** EXERCISE AIM **
Starting at the line that contains "Note: spot the dark" and continuing through the final line below, repeat those lines with their requests included. Rescale every coordinate in the answers by multiplying it by 2.05 and rounding to the nearest whole number, with halves rounded up.

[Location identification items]
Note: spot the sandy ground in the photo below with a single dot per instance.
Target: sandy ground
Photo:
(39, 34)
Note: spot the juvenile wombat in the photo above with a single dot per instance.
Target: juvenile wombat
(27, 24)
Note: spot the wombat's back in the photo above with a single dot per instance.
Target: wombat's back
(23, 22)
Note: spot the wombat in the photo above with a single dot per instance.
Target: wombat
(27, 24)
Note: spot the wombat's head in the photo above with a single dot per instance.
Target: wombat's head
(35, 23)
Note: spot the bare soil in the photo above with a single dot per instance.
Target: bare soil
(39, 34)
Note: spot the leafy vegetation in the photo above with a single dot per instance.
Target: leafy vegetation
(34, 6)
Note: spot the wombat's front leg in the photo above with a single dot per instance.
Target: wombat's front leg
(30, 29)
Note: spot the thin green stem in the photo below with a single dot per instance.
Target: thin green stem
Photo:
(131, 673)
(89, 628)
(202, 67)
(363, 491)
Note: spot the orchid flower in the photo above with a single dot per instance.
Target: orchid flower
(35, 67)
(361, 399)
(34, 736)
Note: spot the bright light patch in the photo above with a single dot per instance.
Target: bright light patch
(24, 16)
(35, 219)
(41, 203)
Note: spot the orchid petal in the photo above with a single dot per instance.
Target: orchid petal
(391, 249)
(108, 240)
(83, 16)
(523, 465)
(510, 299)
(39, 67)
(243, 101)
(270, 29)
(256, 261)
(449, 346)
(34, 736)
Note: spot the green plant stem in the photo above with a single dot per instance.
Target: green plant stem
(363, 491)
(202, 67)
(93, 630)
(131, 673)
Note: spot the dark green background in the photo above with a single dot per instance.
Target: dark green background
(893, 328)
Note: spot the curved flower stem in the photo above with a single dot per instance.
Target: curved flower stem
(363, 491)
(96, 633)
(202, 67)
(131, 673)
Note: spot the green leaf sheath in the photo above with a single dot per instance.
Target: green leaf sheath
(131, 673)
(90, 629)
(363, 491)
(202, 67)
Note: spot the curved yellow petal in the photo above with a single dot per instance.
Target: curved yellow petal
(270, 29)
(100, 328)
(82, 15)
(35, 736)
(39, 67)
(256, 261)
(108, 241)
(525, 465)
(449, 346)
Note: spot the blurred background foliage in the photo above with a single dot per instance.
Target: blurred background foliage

** SOLUTION BELOW **
Note: spot the dark green background in the photo above with a single dot per instance.
Target: dark green background
(1831, 672)
Note: spot the curved flower stem in the photo above with a single dot per instance.
Target: curved flower stem
(744, 1007)
(197, 1298)
(414, 137)
(269, 1380)
Note: spot the green leaf sheath in the photo above with a single dot per instance.
Target: green leaf sheath
(269, 1380)
(185, 1289)
(744, 1007)
(414, 137)
Note: spot the curved yellow petal in the photo above with a single dot per instance.
Target: curved yellow petal
(554, 59)
(205, 672)
(168, 31)
(72, 1509)
(80, 137)
(525, 535)
(221, 494)
(1076, 953)
(920, 709)
Note: spot the blurred background foliage in the photo above with a single dot per instance.
Target: blurred background foliage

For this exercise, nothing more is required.